▶ **Your task**: Every line below that holds the word "clicks" must be listed.

▶ **Available data**:

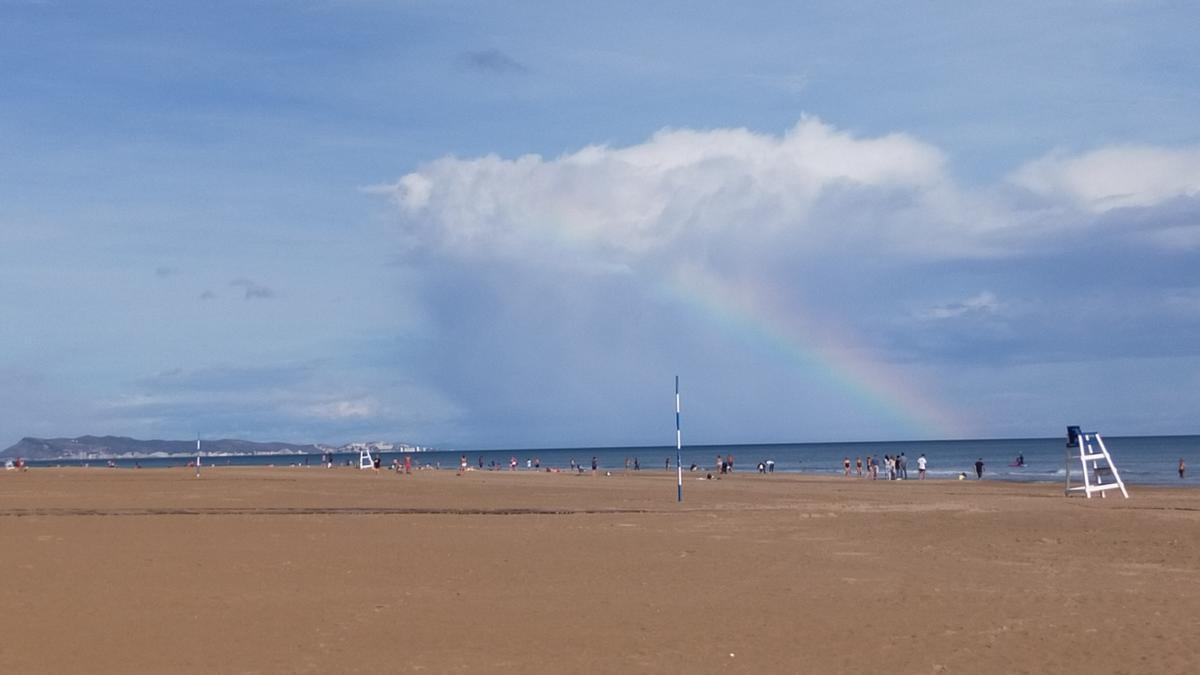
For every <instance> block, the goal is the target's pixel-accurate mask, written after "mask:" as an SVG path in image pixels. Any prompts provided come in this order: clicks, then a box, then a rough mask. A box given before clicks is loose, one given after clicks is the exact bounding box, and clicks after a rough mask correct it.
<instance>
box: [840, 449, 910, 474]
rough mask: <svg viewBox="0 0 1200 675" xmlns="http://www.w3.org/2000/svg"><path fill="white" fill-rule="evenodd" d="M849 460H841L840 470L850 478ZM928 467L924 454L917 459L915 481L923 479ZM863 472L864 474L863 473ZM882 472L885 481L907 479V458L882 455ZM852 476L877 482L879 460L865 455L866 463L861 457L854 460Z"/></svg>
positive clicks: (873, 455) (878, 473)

▶ **Completed task**:
For every <instance> block, the goal is the target's pixel-accurate mask, written after "mask:" as an SVG path in image pixels. Any prompts provided come in this order: clicks, then a box, then a rough mask. A box given before clicks is loose, one given after clicks is the exact bounding box, and clicks after a rough mask correct it.
positive clicks: (873, 455) (878, 473)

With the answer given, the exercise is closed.